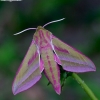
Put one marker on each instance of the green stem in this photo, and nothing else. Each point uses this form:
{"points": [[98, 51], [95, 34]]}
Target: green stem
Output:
{"points": [[84, 86]]}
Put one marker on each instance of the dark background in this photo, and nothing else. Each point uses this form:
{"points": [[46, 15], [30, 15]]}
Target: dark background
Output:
{"points": [[80, 29]]}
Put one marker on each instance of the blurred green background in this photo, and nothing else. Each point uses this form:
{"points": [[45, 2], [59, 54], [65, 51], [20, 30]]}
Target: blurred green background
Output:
{"points": [[80, 29]]}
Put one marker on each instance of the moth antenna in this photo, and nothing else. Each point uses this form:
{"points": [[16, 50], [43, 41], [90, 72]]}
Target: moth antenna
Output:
{"points": [[24, 30], [53, 22]]}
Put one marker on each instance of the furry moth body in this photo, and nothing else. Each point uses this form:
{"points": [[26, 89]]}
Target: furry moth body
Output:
{"points": [[45, 54]]}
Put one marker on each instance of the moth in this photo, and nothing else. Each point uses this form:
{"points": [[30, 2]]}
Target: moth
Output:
{"points": [[45, 54]]}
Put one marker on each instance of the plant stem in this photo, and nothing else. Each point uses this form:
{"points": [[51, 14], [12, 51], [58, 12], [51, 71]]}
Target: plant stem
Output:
{"points": [[84, 86]]}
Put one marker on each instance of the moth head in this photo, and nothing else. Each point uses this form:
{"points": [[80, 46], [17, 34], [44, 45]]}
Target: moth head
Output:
{"points": [[39, 27]]}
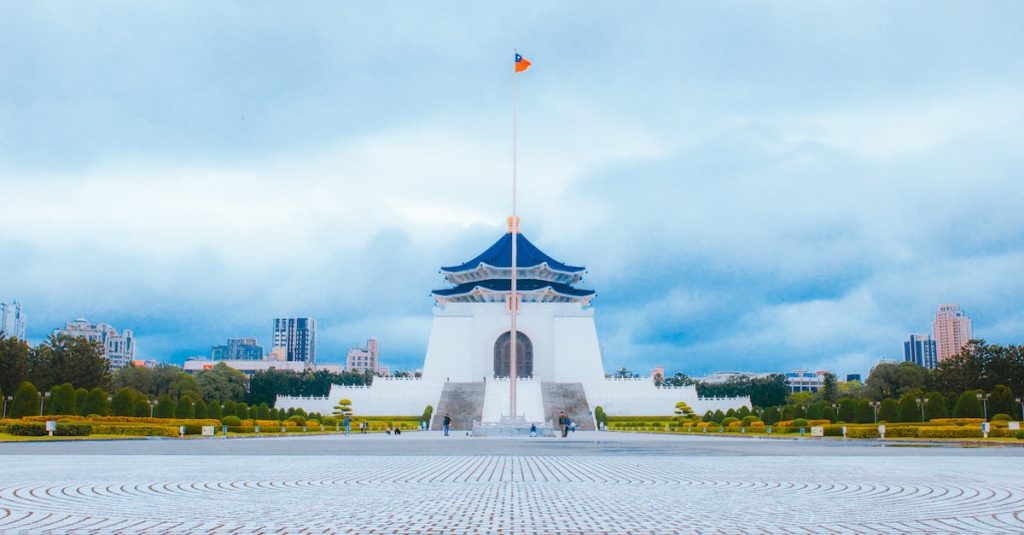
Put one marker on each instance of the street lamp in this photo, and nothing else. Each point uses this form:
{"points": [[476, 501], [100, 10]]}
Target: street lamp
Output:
{"points": [[984, 403], [41, 399]]}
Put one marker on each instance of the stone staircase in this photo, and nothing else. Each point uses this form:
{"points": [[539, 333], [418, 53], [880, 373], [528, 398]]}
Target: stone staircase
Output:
{"points": [[570, 399], [464, 402]]}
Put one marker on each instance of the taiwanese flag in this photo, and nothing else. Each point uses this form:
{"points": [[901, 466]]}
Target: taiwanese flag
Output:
{"points": [[521, 64]]}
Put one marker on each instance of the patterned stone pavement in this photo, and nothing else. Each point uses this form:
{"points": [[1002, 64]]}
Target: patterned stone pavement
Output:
{"points": [[509, 494]]}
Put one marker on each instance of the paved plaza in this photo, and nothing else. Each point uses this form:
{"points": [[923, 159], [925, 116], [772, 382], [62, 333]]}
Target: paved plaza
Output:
{"points": [[592, 483]]}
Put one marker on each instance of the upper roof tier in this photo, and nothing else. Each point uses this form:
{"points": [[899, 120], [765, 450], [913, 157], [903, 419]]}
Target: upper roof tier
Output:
{"points": [[497, 262]]}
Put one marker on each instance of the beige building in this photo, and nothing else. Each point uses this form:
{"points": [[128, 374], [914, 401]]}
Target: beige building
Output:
{"points": [[951, 330]]}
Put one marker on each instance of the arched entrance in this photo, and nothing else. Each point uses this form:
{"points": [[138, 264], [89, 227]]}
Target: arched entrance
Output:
{"points": [[524, 357]]}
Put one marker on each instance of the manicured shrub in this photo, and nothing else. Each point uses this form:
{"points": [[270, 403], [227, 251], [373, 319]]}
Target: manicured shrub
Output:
{"points": [[949, 431]]}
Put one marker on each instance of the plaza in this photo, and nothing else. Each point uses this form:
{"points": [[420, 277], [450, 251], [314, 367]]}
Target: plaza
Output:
{"points": [[590, 483]]}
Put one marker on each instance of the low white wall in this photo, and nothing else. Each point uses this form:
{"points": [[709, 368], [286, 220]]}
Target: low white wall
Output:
{"points": [[386, 397], [641, 398]]}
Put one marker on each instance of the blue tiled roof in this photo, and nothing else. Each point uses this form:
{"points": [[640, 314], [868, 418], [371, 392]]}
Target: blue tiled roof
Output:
{"points": [[504, 285], [500, 255]]}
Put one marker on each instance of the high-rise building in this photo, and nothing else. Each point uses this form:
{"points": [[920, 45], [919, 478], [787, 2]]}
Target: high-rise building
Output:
{"points": [[364, 359], [11, 320], [238, 350], [297, 336], [120, 348], [921, 350], [951, 330]]}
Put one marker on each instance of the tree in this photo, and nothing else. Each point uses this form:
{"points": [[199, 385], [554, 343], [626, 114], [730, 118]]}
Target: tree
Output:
{"points": [[344, 408], [201, 410], [968, 406], [847, 410], [81, 397], [865, 413], [907, 409], [95, 403], [221, 383], [142, 408], [1001, 401], [62, 400], [889, 411], [185, 409], [13, 363], [123, 403], [26, 402], [936, 406], [165, 407]]}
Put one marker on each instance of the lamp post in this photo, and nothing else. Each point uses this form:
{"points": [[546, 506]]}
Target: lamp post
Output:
{"points": [[984, 404], [921, 403], [41, 399]]}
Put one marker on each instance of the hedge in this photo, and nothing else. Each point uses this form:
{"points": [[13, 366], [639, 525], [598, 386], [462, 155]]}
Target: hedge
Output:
{"points": [[950, 431]]}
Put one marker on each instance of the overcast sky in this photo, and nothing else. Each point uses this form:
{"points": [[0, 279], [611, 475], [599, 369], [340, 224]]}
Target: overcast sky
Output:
{"points": [[754, 186]]}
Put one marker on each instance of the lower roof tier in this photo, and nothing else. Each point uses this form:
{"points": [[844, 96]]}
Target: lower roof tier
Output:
{"points": [[530, 290]]}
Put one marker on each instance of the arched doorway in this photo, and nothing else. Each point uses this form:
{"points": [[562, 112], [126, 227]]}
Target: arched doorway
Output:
{"points": [[524, 357]]}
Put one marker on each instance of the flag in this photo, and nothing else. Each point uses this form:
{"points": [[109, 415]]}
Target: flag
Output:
{"points": [[521, 64]]}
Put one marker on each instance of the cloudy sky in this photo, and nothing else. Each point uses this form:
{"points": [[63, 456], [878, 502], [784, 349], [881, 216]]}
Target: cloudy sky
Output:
{"points": [[765, 186]]}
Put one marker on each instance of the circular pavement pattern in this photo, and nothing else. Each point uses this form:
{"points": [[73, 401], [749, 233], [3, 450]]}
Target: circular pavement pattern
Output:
{"points": [[509, 494]]}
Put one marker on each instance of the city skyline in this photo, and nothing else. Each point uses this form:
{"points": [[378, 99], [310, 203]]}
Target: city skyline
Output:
{"points": [[759, 188]]}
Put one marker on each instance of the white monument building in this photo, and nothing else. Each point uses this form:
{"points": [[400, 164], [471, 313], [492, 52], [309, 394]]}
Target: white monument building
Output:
{"points": [[558, 366]]}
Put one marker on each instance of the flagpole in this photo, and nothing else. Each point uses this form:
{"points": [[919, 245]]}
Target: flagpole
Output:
{"points": [[514, 230]]}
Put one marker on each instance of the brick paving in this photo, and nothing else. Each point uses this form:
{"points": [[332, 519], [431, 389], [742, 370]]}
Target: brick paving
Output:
{"points": [[510, 494]]}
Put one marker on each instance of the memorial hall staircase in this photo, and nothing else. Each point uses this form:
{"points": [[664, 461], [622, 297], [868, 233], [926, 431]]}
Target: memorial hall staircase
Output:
{"points": [[464, 402]]}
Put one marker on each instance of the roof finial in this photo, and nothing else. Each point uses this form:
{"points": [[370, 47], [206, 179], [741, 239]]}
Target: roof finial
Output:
{"points": [[513, 224]]}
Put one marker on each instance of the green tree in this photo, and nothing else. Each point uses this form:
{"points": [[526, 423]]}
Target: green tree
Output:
{"points": [[165, 407], [81, 397], [13, 363], [907, 409], [95, 403], [847, 410], [222, 382], [141, 408], [1001, 401], [62, 400], [123, 403], [936, 406], [889, 411], [202, 411], [26, 402], [968, 406], [185, 408], [865, 413]]}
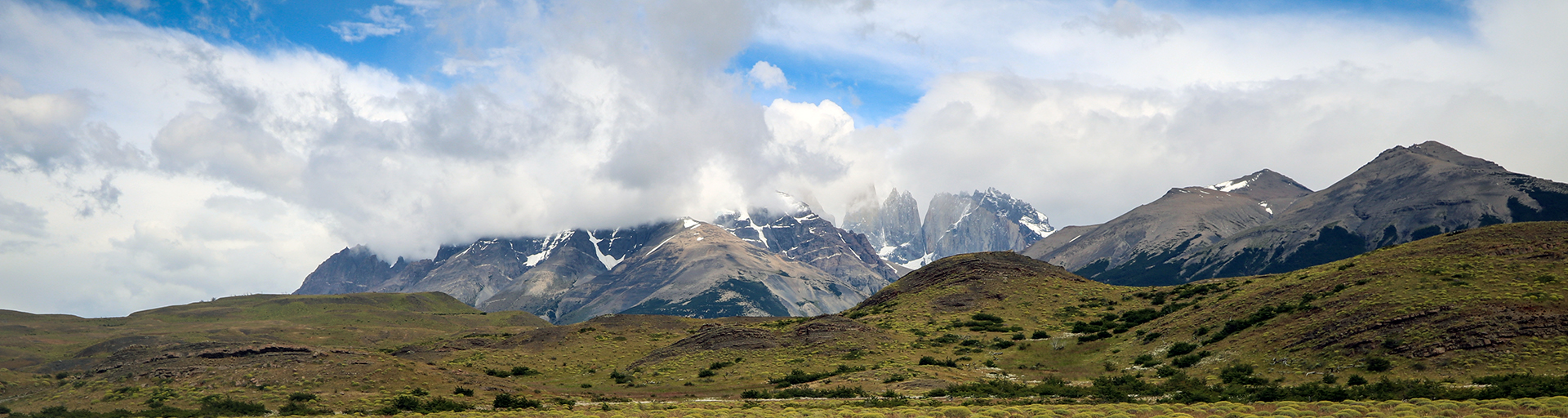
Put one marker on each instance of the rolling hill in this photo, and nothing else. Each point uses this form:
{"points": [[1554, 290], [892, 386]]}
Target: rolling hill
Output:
{"points": [[1450, 307]]}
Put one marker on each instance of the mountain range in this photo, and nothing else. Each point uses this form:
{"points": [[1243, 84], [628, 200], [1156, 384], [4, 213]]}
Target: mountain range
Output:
{"points": [[756, 262], [1266, 223], [1405, 318], [794, 262], [954, 225]]}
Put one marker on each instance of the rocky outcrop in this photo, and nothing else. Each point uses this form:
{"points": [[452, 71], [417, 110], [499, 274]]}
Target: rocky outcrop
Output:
{"points": [[1266, 223], [753, 264], [1184, 220], [352, 269], [979, 223], [893, 226]]}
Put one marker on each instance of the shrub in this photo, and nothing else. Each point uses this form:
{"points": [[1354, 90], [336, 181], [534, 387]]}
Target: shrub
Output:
{"points": [[296, 409], [225, 406], [1179, 349], [987, 318], [1241, 375], [933, 362], [1379, 363], [507, 401], [1145, 361]]}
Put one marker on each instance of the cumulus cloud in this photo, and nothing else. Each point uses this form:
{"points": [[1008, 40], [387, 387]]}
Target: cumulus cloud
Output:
{"points": [[237, 171], [1126, 19], [51, 132], [20, 218], [385, 20], [767, 76]]}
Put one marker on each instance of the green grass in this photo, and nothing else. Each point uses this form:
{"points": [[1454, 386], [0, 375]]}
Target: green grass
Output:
{"points": [[1450, 307]]}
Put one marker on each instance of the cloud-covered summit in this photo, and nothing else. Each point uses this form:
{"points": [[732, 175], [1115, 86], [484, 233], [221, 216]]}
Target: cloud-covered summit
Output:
{"points": [[189, 165]]}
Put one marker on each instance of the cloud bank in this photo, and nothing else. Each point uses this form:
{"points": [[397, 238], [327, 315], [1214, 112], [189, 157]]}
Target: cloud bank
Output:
{"points": [[146, 167]]}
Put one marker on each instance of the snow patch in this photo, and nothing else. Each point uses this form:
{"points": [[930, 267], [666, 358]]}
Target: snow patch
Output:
{"points": [[1228, 187], [608, 262], [920, 262], [1039, 225]]}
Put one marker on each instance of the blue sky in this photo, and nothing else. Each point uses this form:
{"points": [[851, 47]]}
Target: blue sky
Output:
{"points": [[869, 90], [199, 148]]}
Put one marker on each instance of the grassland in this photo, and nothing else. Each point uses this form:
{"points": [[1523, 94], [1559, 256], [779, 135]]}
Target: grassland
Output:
{"points": [[1448, 309]]}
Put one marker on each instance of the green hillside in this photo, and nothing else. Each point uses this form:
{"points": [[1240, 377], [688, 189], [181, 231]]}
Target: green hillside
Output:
{"points": [[1448, 309]]}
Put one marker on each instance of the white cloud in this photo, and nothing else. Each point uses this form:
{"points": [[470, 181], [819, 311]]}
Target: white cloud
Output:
{"points": [[385, 20], [187, 170], [768, 76], [20, 218], [1128, 20]]}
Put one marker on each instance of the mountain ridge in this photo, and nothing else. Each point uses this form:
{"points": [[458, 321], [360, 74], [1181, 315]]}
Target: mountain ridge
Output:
{"points": [[1402, 194]]}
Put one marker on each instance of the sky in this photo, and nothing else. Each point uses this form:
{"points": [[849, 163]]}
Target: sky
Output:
{"points": [[168, 152]]}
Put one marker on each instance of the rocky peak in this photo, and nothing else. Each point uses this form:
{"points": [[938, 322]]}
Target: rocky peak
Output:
{"points": [[1431, 152], [352, 269]]}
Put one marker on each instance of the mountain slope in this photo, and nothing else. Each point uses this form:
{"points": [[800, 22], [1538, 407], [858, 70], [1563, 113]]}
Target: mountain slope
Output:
{"points": [[891, 226], [1404, 194], [980, 221], [1459, 305], [702, 269], [760, 262], [1450, 305], [1183, 220]]}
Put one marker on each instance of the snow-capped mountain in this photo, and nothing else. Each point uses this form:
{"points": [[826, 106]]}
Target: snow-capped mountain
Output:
{"points": [[1183, 220], [954, 225], [1264, 223], [756, 264]]}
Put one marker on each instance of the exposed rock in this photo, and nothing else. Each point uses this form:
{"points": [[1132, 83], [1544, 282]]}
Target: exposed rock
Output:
{"points": [[1266, 223]]}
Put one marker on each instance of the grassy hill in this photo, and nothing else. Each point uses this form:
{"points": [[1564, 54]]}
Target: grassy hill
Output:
{"points": [[1450, 307]]}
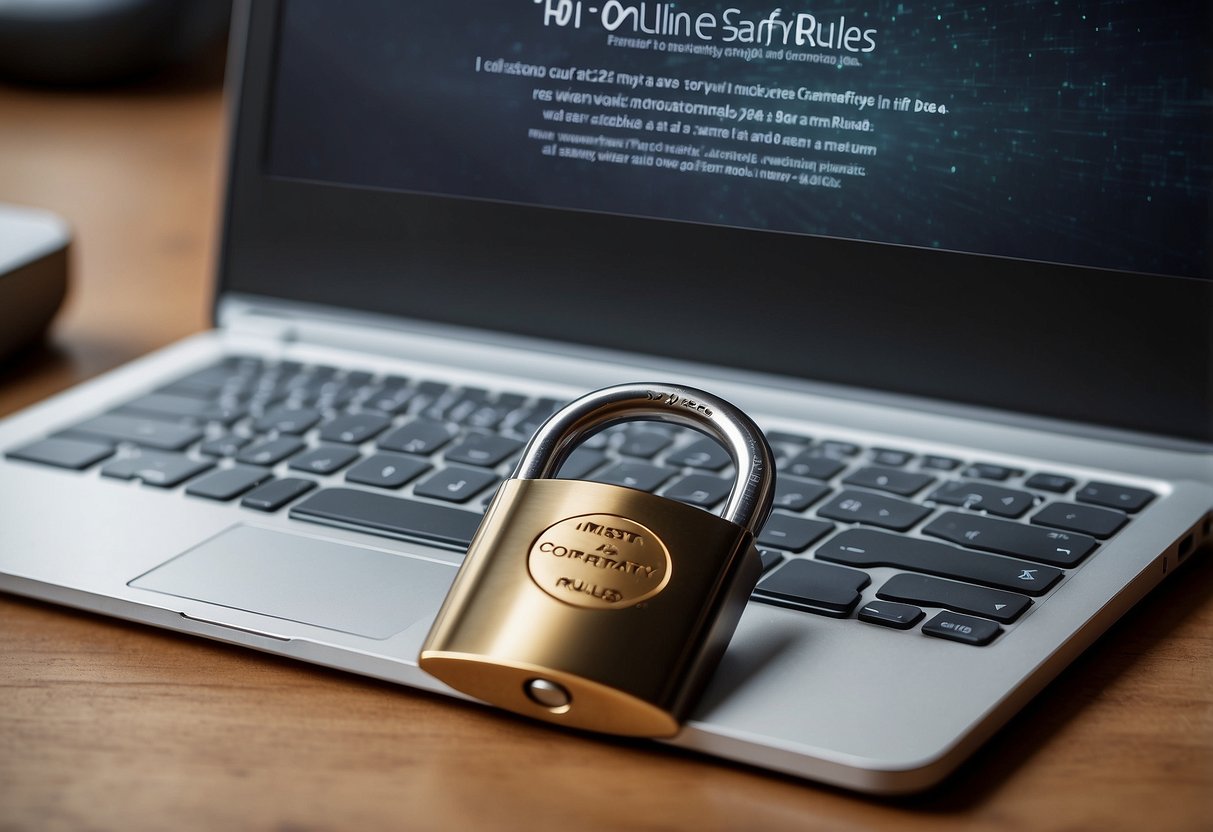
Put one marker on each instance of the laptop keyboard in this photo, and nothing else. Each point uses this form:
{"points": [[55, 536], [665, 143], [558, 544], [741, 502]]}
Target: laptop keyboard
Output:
{"points": [[972, 545]]}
■ ■ ■ ■
**What to do**. The expected output is every line from the material above where "white" can be found.

**Solution**.
Put one marker on each instance of the low white wall in this photo, and nothing else. Each point uses this form:
Target: low white wall
Put one marker on each instance of the white monument building in this photo, and nothing else. Each point uses this form:
Target: white monument building
Put one marker on each instance of the white cloud in this photo, and nothing else. Each point uses this form:
Target: white cloud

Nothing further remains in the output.